• [Exercise text]:
IMed Consultancy supports women scientists and entrepreneurs in FemTech
This October 10th, on Ada Lovelace Day (ALD) which is an international celebration of the achievements of women in science, technology, engineering and maths (STEM), IMed Consultancy would like to take the opportunity to give a shoutout to all women scientists, medics, entrepreneurs and business people in the medical devices world!
Female leaders for female technology
As a female-founded company we have a natural interest in promoting female leadership roles and in supporting female-led businesses. Given our areas of expertise, we’re also particularly invested in all things FemTech, and all the cutting-edge solutions that are increasingly disrupting the health tech market, improving reproductive, menstrual, sexual, pelvic floor, vaginal, oncological, bone, brain, autoimmune and heart health, and new ways for healthcare providers to reach patients.
What is FemTech?
The term FemTech refers to software, diagnostics, products and services, that use technology to support women’s health. The term itself was originally coined by Ida Tin, the founder of Clue, a period tracking app, who introduced it during her discussions with (mostly male) investors and almost unintentionally created a whole new category of products.
In recent years women’s health technology has taken the start-up world by storm, with a market value of over $30 billion in 2022 and an expected growth rate of 16% through 2023-2032. While previously overlooked as a taboo subject, women’s reproductive and sexual health is now becoming an important focus area for new investment and start up development.
Areas for FemTech growth
McKinsey lists four main areas where FemTech is making huge inroads in improving patient lives as well as shaking up the industry. These are:
Improving care delivery: Virtual clinics and direct-to-consumer prescription delivery services.
Enabling self-care: Trackers and wearables.
Improving diagnoses: Clinical diagnostics companies that are finally addressing unmet medical needs in areas such as endometriosis.
Addressing stigmatized areas: such as the menopause and menstrual products.
Delivering culturally sensitive and tailored care: Solutions tailored to specific groups of individuals.

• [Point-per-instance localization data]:
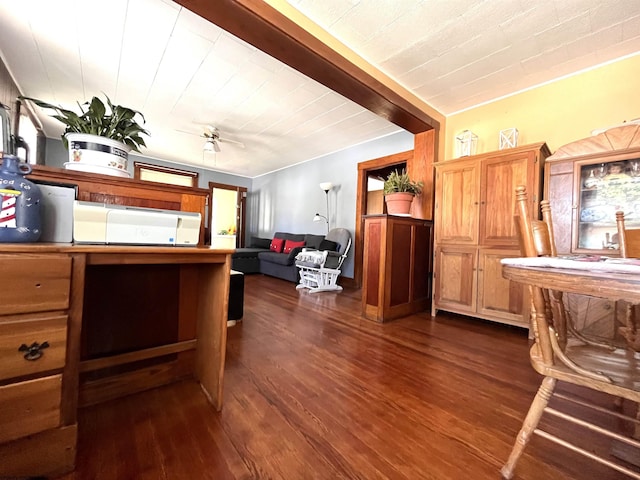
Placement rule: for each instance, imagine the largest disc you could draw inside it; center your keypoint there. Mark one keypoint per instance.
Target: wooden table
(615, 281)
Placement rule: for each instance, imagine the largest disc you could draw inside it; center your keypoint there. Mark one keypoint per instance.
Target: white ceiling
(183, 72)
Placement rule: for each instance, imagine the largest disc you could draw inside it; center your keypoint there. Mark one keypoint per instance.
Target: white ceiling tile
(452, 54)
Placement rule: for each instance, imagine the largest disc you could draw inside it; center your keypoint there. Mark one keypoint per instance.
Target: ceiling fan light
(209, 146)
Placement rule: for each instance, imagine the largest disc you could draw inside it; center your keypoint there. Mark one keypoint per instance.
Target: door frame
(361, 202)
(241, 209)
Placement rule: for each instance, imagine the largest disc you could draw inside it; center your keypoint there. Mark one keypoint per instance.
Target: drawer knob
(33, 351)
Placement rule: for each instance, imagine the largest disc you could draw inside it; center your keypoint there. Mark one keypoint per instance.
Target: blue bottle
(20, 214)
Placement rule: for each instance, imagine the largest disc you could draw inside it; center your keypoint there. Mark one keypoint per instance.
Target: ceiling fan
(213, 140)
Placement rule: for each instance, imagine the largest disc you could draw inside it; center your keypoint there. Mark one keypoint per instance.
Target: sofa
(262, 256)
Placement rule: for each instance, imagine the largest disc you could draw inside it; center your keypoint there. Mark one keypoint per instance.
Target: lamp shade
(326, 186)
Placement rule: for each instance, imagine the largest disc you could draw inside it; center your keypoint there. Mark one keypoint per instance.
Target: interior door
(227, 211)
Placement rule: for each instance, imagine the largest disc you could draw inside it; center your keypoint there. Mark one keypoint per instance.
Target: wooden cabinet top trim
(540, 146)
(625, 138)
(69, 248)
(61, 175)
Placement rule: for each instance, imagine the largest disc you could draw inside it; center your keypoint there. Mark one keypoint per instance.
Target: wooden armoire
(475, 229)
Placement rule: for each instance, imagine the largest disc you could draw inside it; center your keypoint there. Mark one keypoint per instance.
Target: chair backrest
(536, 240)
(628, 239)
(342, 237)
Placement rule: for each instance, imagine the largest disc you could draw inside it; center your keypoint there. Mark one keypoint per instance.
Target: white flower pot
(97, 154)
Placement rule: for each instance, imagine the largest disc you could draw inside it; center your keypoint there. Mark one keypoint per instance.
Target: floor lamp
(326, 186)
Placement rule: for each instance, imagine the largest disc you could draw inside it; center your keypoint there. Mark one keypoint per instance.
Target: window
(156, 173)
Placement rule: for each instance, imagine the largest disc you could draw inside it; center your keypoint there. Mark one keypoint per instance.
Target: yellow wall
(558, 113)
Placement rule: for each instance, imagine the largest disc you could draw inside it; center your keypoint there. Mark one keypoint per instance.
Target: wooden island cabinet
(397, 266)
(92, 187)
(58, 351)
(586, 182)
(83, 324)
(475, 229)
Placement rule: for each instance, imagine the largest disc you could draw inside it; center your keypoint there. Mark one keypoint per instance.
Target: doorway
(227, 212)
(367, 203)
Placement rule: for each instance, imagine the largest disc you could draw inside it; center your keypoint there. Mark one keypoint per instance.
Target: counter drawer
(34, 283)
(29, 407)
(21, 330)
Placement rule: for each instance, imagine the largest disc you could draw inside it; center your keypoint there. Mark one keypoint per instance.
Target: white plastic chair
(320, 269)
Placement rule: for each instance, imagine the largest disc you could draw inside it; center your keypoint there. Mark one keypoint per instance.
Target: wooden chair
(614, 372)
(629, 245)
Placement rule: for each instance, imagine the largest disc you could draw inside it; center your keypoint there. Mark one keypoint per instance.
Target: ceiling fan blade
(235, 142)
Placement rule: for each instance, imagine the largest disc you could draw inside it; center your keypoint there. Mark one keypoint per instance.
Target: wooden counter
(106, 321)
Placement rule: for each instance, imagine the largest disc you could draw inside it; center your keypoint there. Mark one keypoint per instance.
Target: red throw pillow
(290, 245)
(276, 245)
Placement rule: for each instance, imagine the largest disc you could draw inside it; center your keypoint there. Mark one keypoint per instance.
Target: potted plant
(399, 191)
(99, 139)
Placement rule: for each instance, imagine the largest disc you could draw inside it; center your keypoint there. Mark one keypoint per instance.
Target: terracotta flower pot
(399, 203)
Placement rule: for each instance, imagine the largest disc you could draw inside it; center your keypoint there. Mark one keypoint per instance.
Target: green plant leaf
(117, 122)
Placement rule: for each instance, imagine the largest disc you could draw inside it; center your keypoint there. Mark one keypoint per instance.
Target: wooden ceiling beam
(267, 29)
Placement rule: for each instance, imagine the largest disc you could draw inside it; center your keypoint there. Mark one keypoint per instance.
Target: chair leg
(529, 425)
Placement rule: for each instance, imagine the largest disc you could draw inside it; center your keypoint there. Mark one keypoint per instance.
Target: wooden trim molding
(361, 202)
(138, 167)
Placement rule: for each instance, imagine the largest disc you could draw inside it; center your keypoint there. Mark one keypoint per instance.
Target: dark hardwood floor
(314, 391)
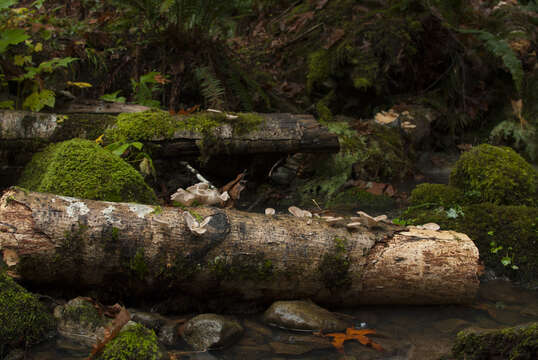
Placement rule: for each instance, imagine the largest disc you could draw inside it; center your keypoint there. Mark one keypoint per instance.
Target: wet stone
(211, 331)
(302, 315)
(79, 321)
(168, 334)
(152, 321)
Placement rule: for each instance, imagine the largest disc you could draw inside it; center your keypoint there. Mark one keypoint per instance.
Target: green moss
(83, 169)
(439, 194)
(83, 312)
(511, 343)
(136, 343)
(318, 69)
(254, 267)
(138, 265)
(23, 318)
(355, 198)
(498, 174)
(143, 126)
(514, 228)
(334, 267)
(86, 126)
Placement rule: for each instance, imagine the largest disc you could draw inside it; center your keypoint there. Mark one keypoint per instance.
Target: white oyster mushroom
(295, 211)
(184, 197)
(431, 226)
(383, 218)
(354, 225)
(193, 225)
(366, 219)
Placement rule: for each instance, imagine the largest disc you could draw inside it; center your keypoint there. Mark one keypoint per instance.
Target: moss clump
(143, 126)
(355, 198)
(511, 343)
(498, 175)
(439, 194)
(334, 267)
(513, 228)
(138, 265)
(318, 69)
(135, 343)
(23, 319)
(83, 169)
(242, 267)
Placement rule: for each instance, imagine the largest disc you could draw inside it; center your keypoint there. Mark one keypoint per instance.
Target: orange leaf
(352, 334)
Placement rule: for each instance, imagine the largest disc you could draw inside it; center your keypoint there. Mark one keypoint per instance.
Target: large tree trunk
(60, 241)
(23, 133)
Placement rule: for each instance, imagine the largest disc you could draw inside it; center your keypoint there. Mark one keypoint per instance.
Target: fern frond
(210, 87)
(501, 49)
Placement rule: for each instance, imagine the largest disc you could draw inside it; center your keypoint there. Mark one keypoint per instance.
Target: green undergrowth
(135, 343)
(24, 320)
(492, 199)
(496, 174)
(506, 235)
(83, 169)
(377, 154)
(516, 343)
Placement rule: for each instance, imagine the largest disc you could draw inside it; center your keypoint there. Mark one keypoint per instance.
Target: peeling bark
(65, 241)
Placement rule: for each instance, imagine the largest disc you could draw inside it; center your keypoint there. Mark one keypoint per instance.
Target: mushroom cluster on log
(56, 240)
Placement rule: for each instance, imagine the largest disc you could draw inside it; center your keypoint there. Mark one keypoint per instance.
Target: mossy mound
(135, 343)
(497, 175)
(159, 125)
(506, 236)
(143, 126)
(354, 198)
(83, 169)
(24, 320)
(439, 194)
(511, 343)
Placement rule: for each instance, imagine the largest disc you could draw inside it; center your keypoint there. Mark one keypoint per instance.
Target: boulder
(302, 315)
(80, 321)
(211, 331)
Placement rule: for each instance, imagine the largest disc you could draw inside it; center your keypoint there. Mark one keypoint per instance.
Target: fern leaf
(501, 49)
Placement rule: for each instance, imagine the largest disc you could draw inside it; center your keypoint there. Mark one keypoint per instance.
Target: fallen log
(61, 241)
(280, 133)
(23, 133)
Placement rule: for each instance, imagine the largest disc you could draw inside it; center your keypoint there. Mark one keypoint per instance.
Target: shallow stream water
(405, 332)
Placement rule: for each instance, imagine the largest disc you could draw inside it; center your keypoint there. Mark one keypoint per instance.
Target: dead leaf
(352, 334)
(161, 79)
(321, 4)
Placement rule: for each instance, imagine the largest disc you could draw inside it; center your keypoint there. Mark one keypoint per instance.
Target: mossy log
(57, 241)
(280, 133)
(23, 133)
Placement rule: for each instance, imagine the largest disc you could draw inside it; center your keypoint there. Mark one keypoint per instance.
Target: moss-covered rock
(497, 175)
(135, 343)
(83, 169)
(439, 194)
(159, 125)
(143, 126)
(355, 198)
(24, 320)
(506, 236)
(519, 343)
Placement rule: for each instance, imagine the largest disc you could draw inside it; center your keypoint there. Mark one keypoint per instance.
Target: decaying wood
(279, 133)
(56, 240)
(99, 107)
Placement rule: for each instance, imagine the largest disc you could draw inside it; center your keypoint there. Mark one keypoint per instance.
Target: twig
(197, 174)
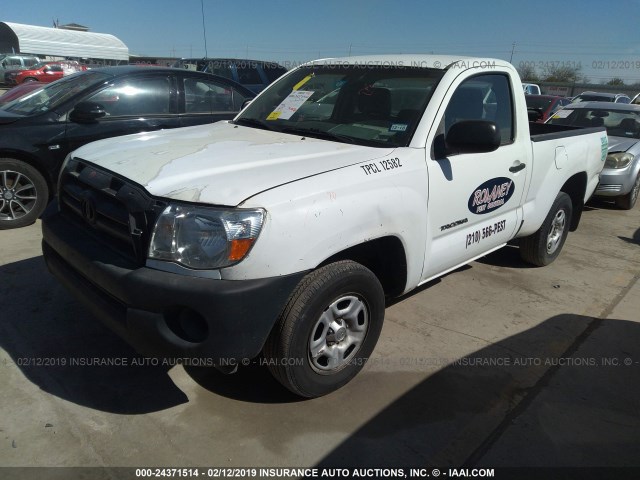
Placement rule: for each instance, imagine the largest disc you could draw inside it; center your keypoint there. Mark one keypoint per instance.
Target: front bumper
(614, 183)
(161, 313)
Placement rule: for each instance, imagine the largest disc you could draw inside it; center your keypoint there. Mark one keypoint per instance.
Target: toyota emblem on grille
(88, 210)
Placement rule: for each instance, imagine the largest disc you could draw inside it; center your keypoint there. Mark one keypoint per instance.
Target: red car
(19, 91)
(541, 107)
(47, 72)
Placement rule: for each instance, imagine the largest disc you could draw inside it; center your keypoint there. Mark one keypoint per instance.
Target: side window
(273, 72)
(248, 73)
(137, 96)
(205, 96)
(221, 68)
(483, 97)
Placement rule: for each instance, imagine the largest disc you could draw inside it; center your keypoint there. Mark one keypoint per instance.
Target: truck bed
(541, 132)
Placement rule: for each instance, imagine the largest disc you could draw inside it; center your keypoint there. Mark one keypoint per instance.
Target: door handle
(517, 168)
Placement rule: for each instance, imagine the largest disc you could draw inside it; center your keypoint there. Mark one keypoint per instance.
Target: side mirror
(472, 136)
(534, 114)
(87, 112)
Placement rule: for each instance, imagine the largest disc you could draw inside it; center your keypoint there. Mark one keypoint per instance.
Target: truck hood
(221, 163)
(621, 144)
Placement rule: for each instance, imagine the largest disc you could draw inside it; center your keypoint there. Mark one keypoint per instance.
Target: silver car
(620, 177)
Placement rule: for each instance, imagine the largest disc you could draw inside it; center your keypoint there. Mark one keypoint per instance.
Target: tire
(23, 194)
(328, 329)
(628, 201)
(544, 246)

* * *

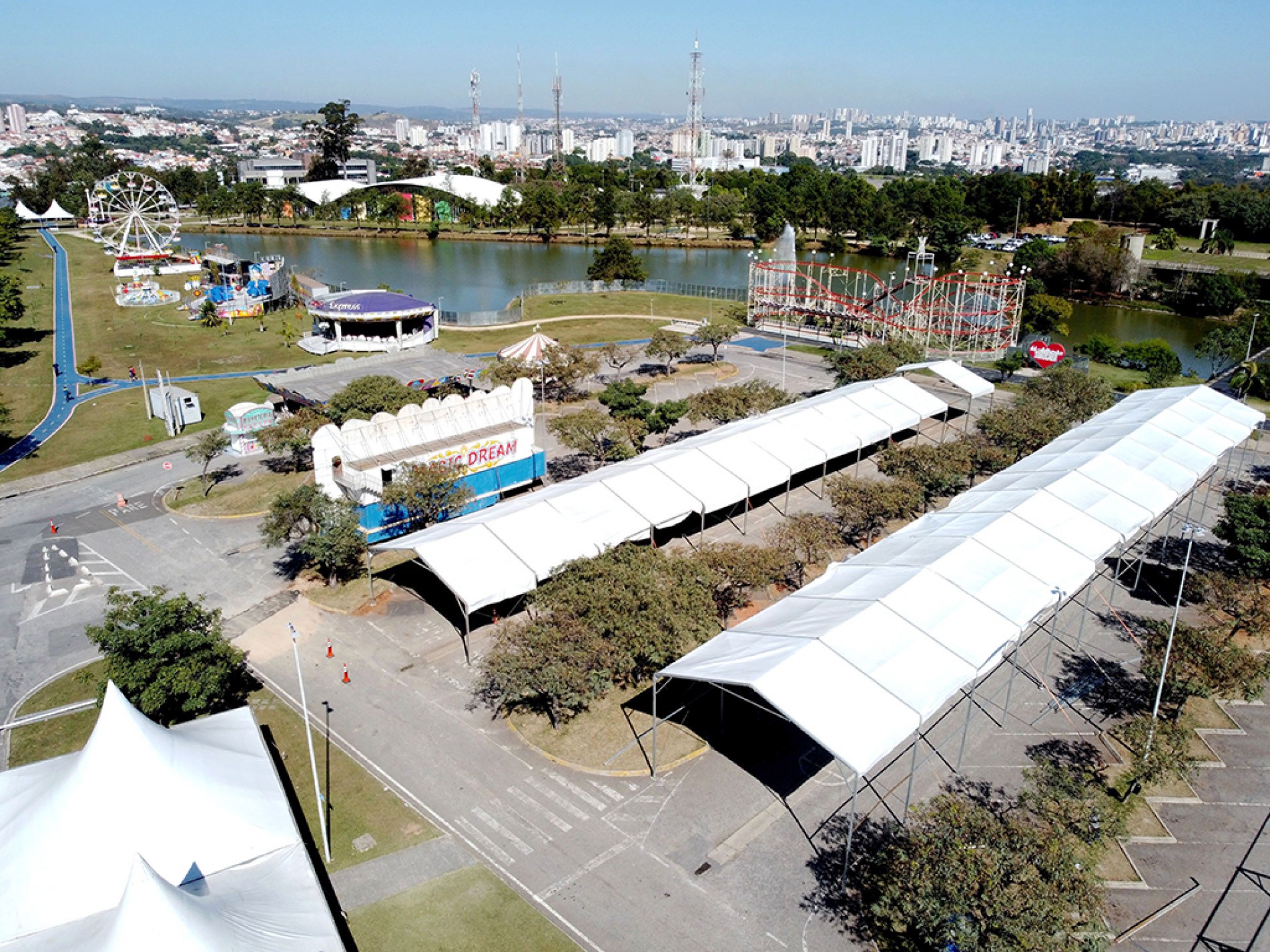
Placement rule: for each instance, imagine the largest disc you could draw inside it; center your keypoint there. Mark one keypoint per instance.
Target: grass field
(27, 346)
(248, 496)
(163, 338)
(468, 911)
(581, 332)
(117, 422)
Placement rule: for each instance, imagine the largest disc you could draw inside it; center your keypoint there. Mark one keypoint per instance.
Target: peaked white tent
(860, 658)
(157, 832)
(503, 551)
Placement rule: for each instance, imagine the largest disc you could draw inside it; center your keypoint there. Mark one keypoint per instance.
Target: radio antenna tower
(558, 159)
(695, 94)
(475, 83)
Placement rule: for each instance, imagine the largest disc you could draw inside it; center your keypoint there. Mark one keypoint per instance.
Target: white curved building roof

• [Exercises]:
1/ Summarize the article on FemTech in three sentences.
2/ Output the part of the article on FemTech that opens with the words containing "Female leaders for" and closes with "category of products.".
The entries are separate material and are not part of the article on FemTech.

• [Results]:
1/ On Ada Lovelace Day, the female-founded IMed Consultancy gives a shoutout to women scientists, medics, entrepreneurs and business people in the medical devices world, and it states a particular investment in FemTech. FemTech refers to software, diagnostics, products and services that use technology to support women's health, a term coined by Ida Tin, founder of the period tracking app Clue, and the market was valued at over $30 billion in 2022. McKinsey's growth areas for FemTech include improving care delivery, enabling self-care with trackers and wearables, improving diagnoses in areas such as endometriosis, and addressing stigmatized areas such as the menopause.

2/
Female leaders for female technology
As a female-founded company we have a natural interest in promoting female leadership roles and in supporting female-led businesses. Given our areas of expertise, we’re also particularly invested in all things FemTech, and all the cutting-edge solutions that are increasingly disrupting the health tech market, improving reproductive, menstrual, sexual, pelvic floor, vaginal, oncological, bone, brain, autoimmune and heart health, and new ways for healthcare providers to reach patients.
What is FemTech?
The term FemTech refers to software, diagnostics, products and services, that use technology to support women’s health. The term itself was originally coined by Ida Tin, the founder of Clue, a period tracking app, who introduced it during her discussions with (mostly male) investors and almost unintentionally created a whole new category of products.